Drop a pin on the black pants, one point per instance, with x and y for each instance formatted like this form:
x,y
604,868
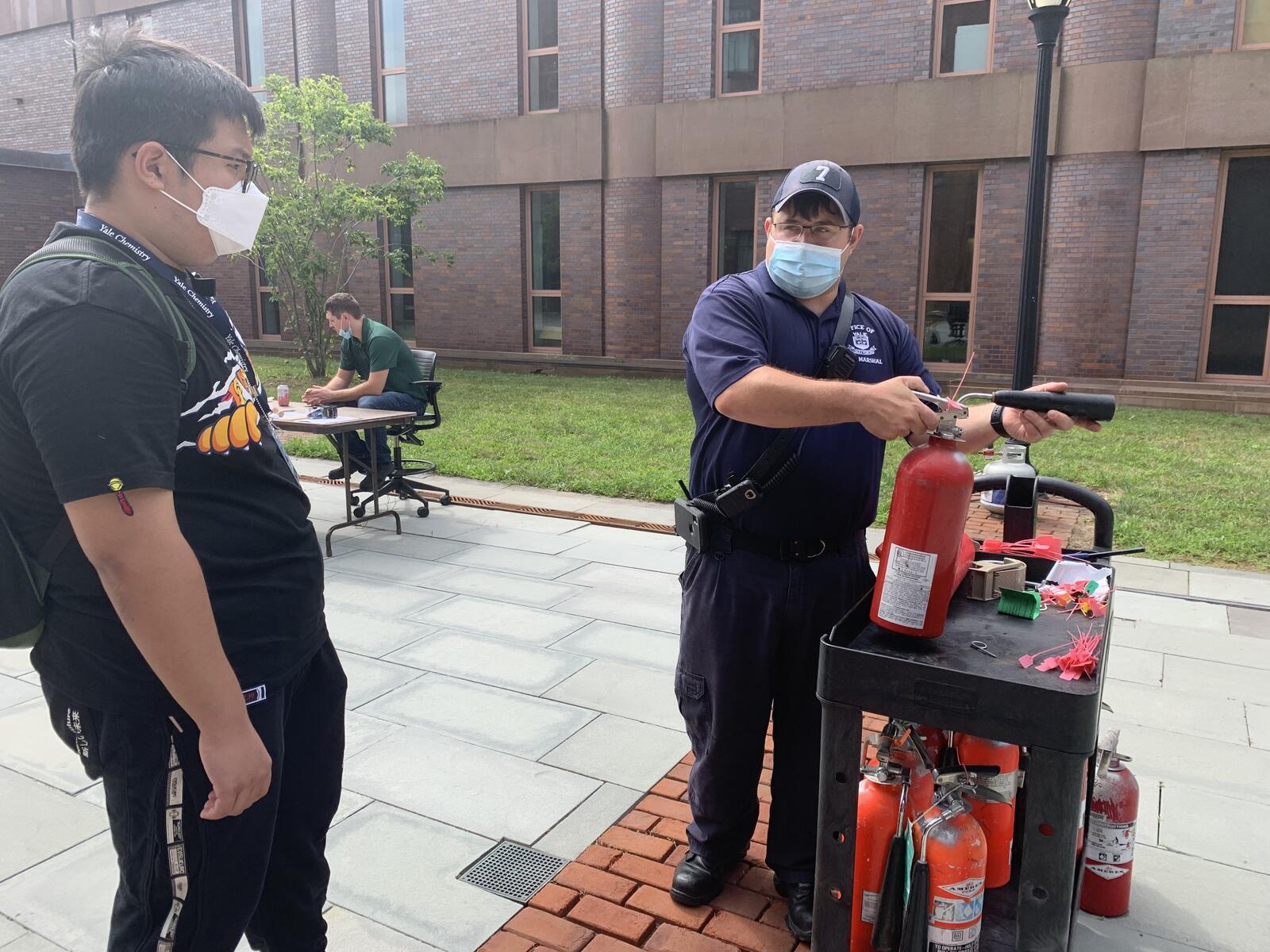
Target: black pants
x,y
749,651
190,885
===
» Work order
Reproduce the records above exactly, excluding every picture.

» Result of the exercise
Drop a pin on the black pants, one point per instance, with x and y for each instance formatted like this form:
x,y
604,868
Target: black pants
x,y
749,651
190,885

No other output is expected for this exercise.